Begin SOURCE MATERIAL
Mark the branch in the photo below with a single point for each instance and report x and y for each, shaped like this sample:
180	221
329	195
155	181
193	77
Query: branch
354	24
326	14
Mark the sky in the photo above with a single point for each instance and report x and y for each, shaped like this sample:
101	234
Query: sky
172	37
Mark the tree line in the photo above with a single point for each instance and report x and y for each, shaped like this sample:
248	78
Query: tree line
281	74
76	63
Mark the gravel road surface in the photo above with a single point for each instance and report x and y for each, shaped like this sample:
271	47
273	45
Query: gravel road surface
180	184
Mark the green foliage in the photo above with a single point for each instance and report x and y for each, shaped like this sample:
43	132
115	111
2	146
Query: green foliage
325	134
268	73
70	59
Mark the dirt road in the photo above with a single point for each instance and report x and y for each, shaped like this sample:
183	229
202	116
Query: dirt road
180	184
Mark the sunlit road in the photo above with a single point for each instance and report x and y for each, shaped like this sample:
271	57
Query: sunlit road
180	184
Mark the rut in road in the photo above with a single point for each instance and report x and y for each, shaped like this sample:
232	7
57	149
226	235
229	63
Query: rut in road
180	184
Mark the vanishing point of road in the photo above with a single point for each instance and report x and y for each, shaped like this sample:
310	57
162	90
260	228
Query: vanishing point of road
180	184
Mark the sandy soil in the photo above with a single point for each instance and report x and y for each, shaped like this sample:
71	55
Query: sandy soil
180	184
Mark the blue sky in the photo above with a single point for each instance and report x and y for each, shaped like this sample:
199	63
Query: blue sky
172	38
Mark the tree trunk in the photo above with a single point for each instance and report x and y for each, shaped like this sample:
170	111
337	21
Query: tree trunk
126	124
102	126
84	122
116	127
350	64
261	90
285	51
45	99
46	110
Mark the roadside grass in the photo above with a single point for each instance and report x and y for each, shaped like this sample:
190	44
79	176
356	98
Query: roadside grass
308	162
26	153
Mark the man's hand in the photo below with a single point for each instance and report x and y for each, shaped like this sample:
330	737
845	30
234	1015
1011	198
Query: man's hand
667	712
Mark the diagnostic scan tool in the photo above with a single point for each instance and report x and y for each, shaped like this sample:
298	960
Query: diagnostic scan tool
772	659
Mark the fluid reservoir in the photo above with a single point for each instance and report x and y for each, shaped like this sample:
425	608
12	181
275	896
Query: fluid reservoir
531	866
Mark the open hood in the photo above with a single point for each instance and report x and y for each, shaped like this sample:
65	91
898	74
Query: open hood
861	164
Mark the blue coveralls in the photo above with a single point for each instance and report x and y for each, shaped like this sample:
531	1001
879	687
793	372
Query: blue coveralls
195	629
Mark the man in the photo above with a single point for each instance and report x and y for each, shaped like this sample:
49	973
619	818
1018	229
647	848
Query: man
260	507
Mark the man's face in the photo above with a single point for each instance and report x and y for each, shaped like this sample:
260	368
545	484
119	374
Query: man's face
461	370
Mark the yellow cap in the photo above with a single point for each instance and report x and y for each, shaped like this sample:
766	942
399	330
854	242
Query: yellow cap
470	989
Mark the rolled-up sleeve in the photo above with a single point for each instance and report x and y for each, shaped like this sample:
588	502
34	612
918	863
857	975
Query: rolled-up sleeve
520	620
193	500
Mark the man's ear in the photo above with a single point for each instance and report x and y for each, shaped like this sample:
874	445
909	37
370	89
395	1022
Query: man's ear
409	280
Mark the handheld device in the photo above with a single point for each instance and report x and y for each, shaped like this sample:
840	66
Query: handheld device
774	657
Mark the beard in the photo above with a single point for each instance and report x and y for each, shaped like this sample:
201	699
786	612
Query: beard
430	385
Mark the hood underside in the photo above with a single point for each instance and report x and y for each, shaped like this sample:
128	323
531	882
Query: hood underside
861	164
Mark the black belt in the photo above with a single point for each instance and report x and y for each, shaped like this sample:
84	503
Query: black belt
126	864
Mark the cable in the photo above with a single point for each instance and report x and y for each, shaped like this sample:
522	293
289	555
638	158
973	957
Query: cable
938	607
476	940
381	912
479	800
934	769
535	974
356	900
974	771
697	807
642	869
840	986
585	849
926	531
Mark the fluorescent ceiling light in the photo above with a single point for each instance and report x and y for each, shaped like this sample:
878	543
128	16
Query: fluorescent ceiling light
End SOURCE MATERIAL
Copy all of the entries above again, switching every "Query" to "Label" and leaving everything else unchanged.

Mark the branch in the photo below with a single point for each instance and report x and y for each, shaped like this sample:
180	221
329	195
155	181
193	77
Label: branch
354	24
326	14
Mark the sky in the photo above with a single point for each instance and report x and y for each, shaped like this sample:
101	234
Label: sky
172	37
Mark the tree line in the photo above with a single point for each instance and report x and y for each, shaped like this sample:
248	78
Label: tree line
281	74
76	63
Mark the gravel road surface in the photo above with a single point for each instance and report x and y for each, shaped like this sample:
271	47
273	45
Label: gravel road surface
180	184
Mark the green foliage in the photo above with a single point for each instance and report x and y for each, shaped like this sample:
43	132
115	111
2	146
Label: green foliage
325	134
268	73
70	59
Mark the dirt road in the photo above with a single point for each instance and report x and y for each, shaped like this sample:
183	229
202	116
Label: dirt road
180	184
Mark the sunlit road in the photo above with a single point for each instance and report x and y for each, shaped like this sample:
271	57
Label: sunlit road
180	184
Mark the rut in road in the photo above with a single point for each instance and report x and y for each, shaped like this sample:
232	7
57	149
226	235
229	63
Label: rut in road
180	184
Mark the vanishing point of road in the photo above with a single point for each instance and report x and y for each, shaped like this sample:
310	57
162	90
260	228
Label: vanishing point of road
180	184
Mark the sandy soil in the photo above with a single point for each instance and report x and y for each, shaped like this sample:
71	55
Label: sandy soil
180	184
Mark the blue sky in the photo above with a single point for each instance and report x and y for each, shaped like this sample:
199	63
Label: blue sky
172	38
Mark the tree trunk in the photo above with a single point for each instance and report x and y for each, shaped like this sample:
170	111
337	21
Label: tree trunk
126	124
102	126
84	122
116	127
350	64
261	90
285	51
45	99
46	110
Mark the roadside grass in the photo above with a single point for each instance and report x and y for each, shaped like this sample:
190	44
79	176
356	98
Label: roadside grass
308	162
26	153
Mark the man's hand in the photo below with a single point for each instance and report x and y for each, shaped like this sample:
330	737
845	30
234	1015
1011	198
Label: man's hand
667	712
Mark the diagnostic scan tool in the photo above with a single point for each instance and report x and y for each, shaped like this sample:
298	960
Label: diagnostic scan tool
772	659
Mark the fluid reservoir in the photo above with a single point for each instance and report x and y for each, shaped like this sample:
425	608
12	181
275	896
Label: fluid reservoir
531	866
Mark the open hood in the photo above with a single point for each instance and report x and y for each, shaped like this sample:
65	91
898	74
Label: open hood
861	164
Mark the blue coveralls in the photo above with a single point for each instance and report x and y for each, shaped like this sample:
531	1001
879	687
793	372
Label: blue coveralls
195	629
Mark the man in the photo above with a single point for each instance and report x and y for each, shaped like this sample:
49	973
619	818
1018	229
647	848
Label: man
260	507
Mark the man's face in the photo above with a single point for each instance and report x and y for each, shaped like this sample:
260	368
545	484
119	374
Label: man's face
461	370
Mark the yellow cap in the photo above with a single point for each instance and report x and y for each, shaped like this sample:
766	942
399	330
854	242
Label: yellow cap
470	989
Mark the rolled-up sleeve in the photo above with a single point for each instance and report x and y for each, shaped like this sample:
588	502
34	612
918	863
857	975
Label: rolled-up sleeve
520	620
193	500
Mark the man's ear in the photo above with a single point for each instance and report x and y for each, shaped like this sample:
874	445
909	37
370	89
395	1022
Label: man's ear
409	280
Mark the handheld device in the photo above with a single point for each instance and report x and y for each, shaped like this sample:
840	66
Label: handheld device
774	657
Mark the beard in the photo above with a single point for each instance and report x and y for each, shaped like this sample:
201	699
786	612
Label: beard
430	385
Mark the hood underside in the photo above with a single point for each instance and report x and y for each, shaped like this sample:
128	323
531	882
Label: hood underside
861	164
Mark the black belt in the photo above with a single point for each instance and report x and y for each, shaped like this sample:
84	503
Label: black belt
126	864
Mark the cable in the photo above with a single point for each instance and report x and y for each, shaped like this sample:
522	293
289	555
638	158
973	957
Label: cable
938	607
476	940
381	912
479	800
934	769
535	974
356	900
974	771
697	807
642	869
840	986
585	849
926	531
Mark the fluorescent ceiling light in the photo above with a single point for each instance and report x and y for each, shaped like this sample:
878	543
128	16
Label: fluorescent ceiling light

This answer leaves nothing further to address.